#### [What to do]
Reproduce in full the text below on choosing an online college education, word for word.

#### [Document excerpt]
[Start of Attachment]
5 Qualities to Look for in Your Online College Education
Education opens doors. Successfully completing an educational program grants students the knowledge to excel in their chosen career, the tools (the college transcript) to tackle a broad and ambitious job search, and the skills to quickly and efficiently transform into an indestructible professional force. The success or failure to reach the end goal hinges in small part on a potential students ability to locate the right program. Before you begin the long and arduous journey of combing through potential colleges, here are 10 aspects of online undergraduate and masters programs to consider.
Standardized Test Free
Many colleges and universities utilize test scores to determine the ability of students to succeed in a formal educational environment. Undergraduate programs rely on the SAT and ACT. Graduate programs rely mainly on the GRE (Graduate Record Exam) or the GMAT (General Management Admissions Test).
If you freeze up at the idea of relying on your test skills to obtain admission into a program, don’t panic yet. Not all schools require that students have standardized test scores as an admission requirement.
Why? According to Ohio University’s Health Administration program, their “program is tailored for experienced mid-career professionals for whom [they] feel a standardized test is not an appropriate measure of ability.” The take away? Strong candidates can choose to enter a program that relies on alternate admission requirements.
Higher education is not free, but a solid education from a respected institution does not need to lead to ulcer-inducing student loan debt. Pepperdine University’s MBA program costs a grand total of $81,328. On the more manageable end of the spectrum, Ohio University’s MBA degree costs $35,805. The difference in price is in part due to the spectacular reputation Pepperdine’s business school has obtained. While some jobs reimburse or pay for education costs, the majority of people must keep in mind that the higher the student loan, the more time it will take to payoff.
[End of Attachment]
#### [Dataset]
[Start of Attachment]
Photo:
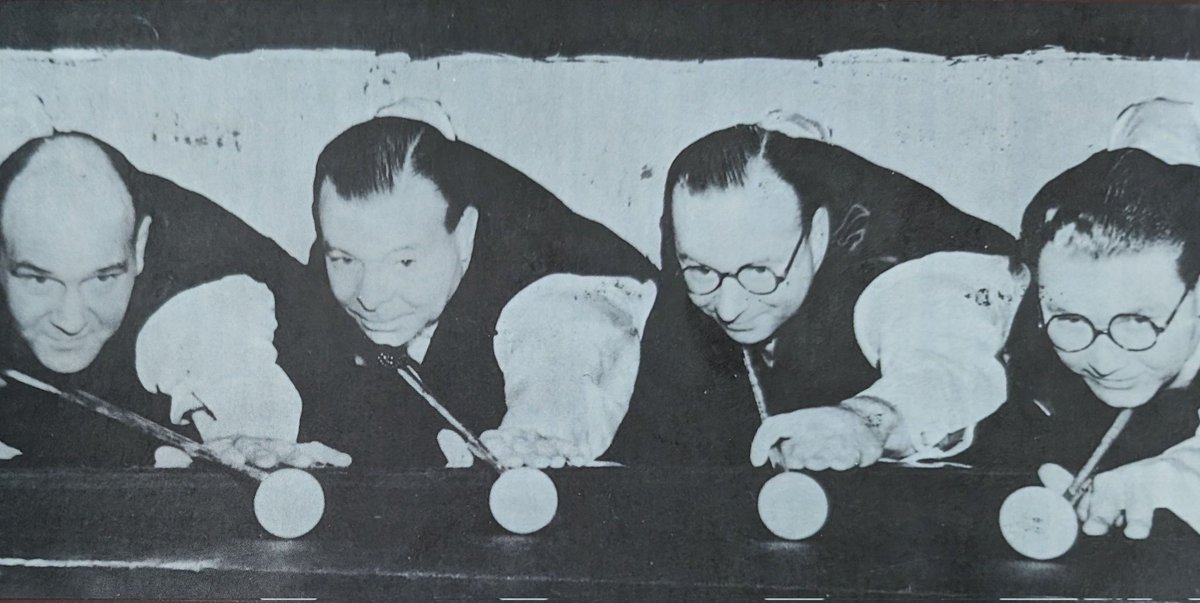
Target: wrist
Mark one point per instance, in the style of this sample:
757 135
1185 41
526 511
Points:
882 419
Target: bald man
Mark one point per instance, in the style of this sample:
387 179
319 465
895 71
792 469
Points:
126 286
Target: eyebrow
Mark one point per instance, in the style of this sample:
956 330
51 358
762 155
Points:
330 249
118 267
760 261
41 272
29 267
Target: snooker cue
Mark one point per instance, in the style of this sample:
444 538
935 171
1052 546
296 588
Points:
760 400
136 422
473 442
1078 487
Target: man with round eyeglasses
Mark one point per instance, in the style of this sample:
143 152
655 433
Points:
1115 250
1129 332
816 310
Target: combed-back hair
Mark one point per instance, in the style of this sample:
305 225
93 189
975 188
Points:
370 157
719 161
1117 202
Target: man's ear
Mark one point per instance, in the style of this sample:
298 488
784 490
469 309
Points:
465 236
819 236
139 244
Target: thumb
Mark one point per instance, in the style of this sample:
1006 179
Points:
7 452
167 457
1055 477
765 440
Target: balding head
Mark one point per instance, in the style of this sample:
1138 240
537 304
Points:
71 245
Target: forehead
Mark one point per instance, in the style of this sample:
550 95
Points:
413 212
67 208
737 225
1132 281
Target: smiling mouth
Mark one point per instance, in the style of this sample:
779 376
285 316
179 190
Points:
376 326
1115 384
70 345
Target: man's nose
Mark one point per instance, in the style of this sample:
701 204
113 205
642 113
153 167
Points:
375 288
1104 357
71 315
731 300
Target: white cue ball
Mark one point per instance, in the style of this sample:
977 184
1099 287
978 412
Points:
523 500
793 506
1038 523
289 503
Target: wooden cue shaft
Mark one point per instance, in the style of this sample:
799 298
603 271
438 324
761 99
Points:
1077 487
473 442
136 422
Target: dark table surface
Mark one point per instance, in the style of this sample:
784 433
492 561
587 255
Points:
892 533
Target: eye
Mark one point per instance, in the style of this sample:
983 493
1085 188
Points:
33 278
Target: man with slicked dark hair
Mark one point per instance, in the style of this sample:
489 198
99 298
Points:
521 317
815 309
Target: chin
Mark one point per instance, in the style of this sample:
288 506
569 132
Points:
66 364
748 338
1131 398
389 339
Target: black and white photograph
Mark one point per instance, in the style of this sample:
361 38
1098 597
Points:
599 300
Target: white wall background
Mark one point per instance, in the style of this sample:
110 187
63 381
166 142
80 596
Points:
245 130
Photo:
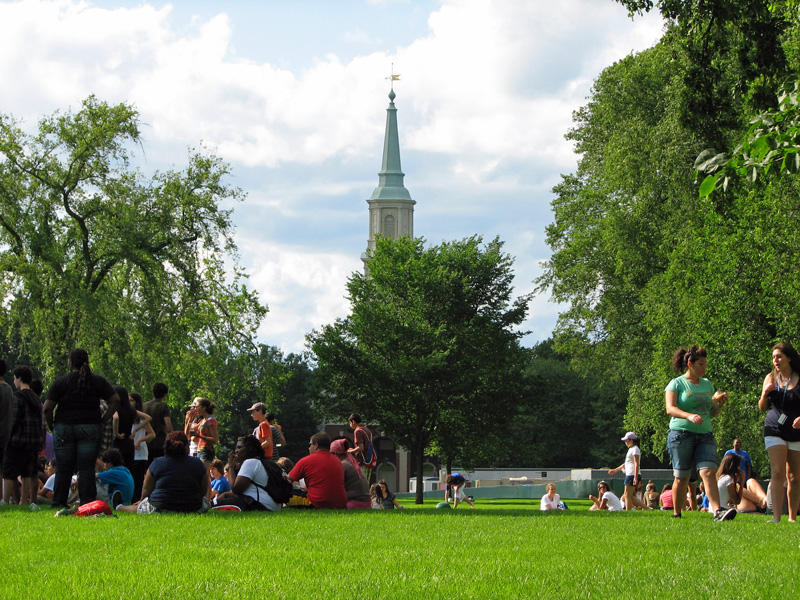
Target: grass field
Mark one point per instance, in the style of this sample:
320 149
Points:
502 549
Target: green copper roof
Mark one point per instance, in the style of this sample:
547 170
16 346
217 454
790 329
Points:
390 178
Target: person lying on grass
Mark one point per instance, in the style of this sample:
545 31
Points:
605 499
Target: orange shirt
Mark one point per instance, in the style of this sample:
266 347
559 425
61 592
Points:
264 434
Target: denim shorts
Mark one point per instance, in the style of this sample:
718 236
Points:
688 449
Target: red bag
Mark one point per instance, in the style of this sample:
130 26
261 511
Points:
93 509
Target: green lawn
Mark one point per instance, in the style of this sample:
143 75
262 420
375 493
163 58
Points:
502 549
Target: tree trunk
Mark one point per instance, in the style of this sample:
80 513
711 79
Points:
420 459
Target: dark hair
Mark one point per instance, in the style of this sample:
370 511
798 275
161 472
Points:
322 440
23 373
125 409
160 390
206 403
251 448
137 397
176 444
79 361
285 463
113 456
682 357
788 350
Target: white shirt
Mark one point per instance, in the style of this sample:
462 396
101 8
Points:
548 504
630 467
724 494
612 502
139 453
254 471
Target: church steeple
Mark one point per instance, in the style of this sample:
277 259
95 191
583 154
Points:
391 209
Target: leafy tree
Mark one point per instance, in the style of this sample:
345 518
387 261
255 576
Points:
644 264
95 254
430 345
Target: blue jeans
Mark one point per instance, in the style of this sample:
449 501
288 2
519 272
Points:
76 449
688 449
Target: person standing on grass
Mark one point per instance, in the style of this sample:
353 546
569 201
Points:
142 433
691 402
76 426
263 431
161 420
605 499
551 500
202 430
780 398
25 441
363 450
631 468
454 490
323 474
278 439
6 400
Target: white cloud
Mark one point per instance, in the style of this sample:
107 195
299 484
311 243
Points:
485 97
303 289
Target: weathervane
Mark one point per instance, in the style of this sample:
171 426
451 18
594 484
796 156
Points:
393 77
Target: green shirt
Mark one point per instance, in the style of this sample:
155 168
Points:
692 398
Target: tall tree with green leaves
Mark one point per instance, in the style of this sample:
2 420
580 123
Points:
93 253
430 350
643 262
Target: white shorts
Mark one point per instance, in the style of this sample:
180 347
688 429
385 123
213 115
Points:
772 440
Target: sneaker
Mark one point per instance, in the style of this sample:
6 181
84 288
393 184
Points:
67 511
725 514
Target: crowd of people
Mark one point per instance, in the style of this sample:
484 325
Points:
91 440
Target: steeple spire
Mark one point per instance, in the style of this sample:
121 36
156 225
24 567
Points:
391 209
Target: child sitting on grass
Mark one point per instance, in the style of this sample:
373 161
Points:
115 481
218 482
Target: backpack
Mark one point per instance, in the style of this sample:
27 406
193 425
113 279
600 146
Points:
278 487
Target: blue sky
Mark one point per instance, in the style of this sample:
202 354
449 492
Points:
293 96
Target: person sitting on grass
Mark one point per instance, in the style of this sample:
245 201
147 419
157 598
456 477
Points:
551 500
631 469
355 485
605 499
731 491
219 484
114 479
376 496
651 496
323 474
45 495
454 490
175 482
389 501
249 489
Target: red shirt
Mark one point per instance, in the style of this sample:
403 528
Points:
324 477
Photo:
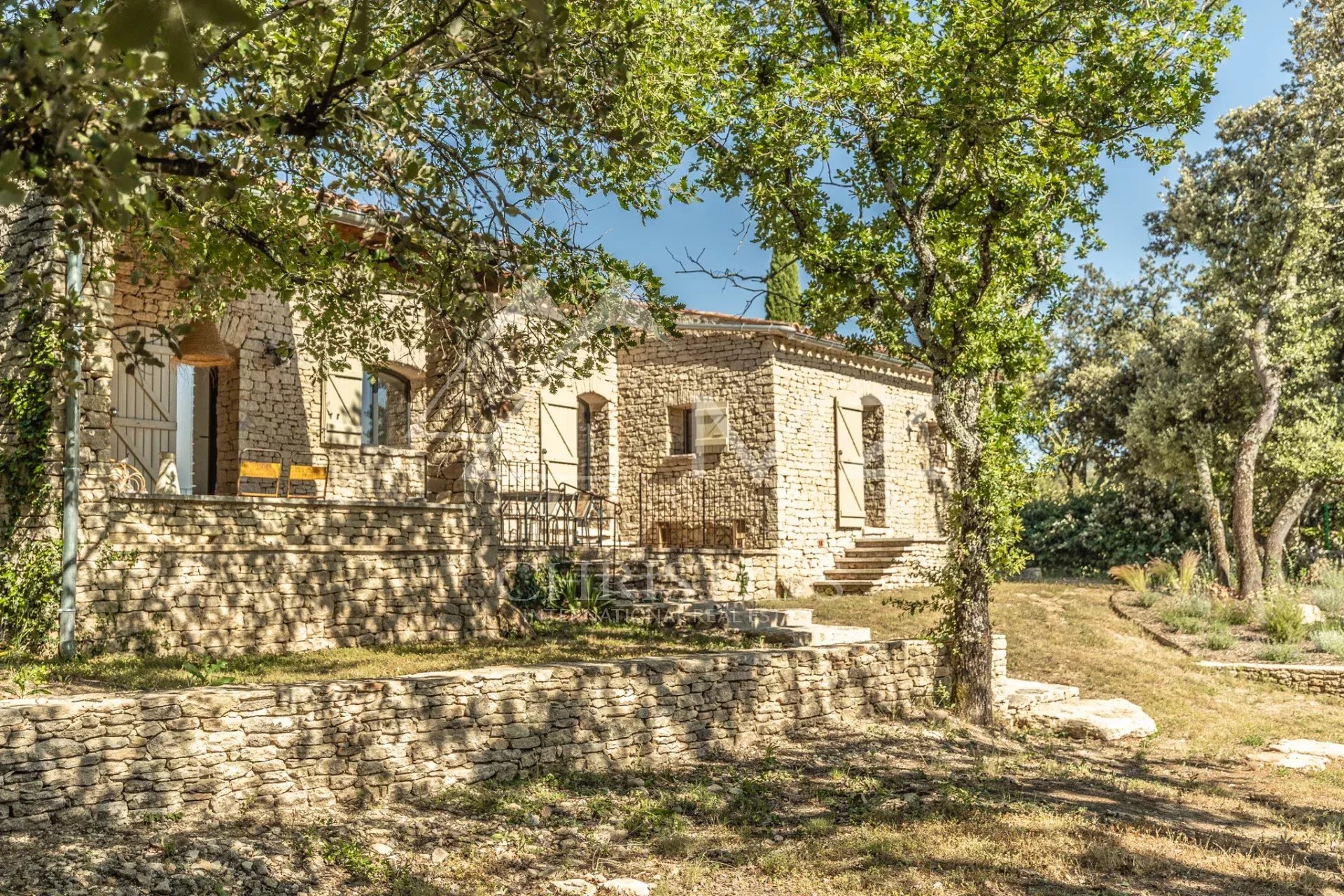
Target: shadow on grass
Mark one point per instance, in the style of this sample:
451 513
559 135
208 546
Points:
[End of Attachment]
#### [Answer to the problem]
5 Qualities to Look for in Your Online College Education
Education opens doors. Successfully completing an educational program grants students the knowledge to excel in their chosen career, the tools (the college transcript) to tackle a broad and ambitious job search, and the skills to quickly and efficiently transform into an indestructible professional force. The success or failure to reach the end goal hinges in small part on a potential students ability to locate the right program. Before you begin the long and arduous journey of combing through potential colleges, here are 10 aspects of online undergraduate and masters programs to consider.
Standardized Test Free
Many colleges and universities utilize test scores to determine the ability of students to succeed in a formal educational environment. Undergraduate programs rely on the SAT and ACT. Graduate programs rely mainly on the GRE (Graduate Record Exam) or the GMAT (General Management Admissions Test).
If you freeze up at the idea of relying on your test skills to obtain admission into a program, don’t panic yet. Not all schools require that students have standardized test scores as an admission requirement.
Why? According to Ohio University’s Health Administration program, their “program is tailored for experienced mid-career professionals for whom [they] feel a standardized test is not an appropriate measure of ability.” The take away? Strong candidates can choose to enter a program that relies on alternate admission requirements.
Higher education is not free, but a solid education from a respected institution does not need to lead to ulcer-inducing student loan debt. Pepperdine University’s MBA program costs a grand total of $81,328. On the more manageable end of the spectrum, Ohio University’s MBA degree costs $35,805. The difference in price is in part due to the spectacular reputation Pepperdine’s business school has obtained. While some jobs reimburse or pay for education costs, the majority of people must keep in mind that the higher the student loan, the more time it will take to payoff.